■ TASK OBJECTIVE ■
If a line in the entries below includes the string "long", copy it out.

Data excerpts:
+++

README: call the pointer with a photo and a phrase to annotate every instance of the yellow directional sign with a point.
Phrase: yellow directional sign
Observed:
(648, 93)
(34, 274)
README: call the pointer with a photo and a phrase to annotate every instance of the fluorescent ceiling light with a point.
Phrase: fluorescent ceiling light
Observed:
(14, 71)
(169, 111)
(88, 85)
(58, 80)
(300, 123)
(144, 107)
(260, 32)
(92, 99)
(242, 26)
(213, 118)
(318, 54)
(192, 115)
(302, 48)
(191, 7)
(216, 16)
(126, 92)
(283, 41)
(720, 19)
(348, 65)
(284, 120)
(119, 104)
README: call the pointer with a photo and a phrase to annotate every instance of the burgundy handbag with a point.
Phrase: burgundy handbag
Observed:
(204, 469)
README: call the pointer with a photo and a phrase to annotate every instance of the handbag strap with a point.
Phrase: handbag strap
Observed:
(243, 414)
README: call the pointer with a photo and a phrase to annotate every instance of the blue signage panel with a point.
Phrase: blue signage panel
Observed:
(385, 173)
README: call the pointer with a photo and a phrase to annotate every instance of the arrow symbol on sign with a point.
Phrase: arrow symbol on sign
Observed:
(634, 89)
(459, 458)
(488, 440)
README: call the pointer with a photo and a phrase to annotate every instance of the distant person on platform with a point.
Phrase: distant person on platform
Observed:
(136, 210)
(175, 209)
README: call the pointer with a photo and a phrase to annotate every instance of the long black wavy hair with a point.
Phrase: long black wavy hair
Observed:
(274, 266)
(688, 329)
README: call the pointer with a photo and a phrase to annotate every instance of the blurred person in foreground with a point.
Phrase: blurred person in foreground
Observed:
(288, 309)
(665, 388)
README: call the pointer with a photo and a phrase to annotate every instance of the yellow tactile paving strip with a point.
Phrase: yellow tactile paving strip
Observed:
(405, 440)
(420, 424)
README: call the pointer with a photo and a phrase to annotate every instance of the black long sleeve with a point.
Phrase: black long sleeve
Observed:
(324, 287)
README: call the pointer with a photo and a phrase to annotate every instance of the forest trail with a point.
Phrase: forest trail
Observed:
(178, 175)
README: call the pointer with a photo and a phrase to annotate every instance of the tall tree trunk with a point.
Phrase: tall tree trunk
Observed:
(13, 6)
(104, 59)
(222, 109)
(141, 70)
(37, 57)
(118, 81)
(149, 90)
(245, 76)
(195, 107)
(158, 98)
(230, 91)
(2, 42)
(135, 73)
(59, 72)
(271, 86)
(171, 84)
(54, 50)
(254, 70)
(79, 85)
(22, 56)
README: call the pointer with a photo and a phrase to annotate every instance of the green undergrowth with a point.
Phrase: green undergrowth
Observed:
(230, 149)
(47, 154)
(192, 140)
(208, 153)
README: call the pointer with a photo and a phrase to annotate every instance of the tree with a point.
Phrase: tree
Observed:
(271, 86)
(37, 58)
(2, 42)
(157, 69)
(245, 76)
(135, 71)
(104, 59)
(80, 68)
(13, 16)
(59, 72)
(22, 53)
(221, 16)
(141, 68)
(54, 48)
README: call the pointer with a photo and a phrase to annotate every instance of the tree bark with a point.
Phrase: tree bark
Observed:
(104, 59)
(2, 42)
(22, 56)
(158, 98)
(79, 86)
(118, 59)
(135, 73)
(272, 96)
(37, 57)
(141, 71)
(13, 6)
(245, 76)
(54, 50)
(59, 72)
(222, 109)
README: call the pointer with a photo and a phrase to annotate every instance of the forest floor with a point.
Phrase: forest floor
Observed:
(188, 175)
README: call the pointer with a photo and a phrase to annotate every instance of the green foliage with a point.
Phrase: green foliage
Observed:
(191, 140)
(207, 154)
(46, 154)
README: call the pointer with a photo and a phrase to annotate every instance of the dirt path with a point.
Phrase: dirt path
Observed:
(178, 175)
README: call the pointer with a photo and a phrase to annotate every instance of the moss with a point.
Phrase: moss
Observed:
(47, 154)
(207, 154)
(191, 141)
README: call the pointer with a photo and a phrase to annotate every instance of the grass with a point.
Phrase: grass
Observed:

+++

■ EXPECTED ANSWER ■
README: call the pointer with a photo and a phrase to annotate every instance of the long black wavy hair with a point.
Phrase: long black wavy hair
README: call the pointer with a photo and a phrase to annotate every instance of the black long sleeve with a point.
Phrase: black long sleeve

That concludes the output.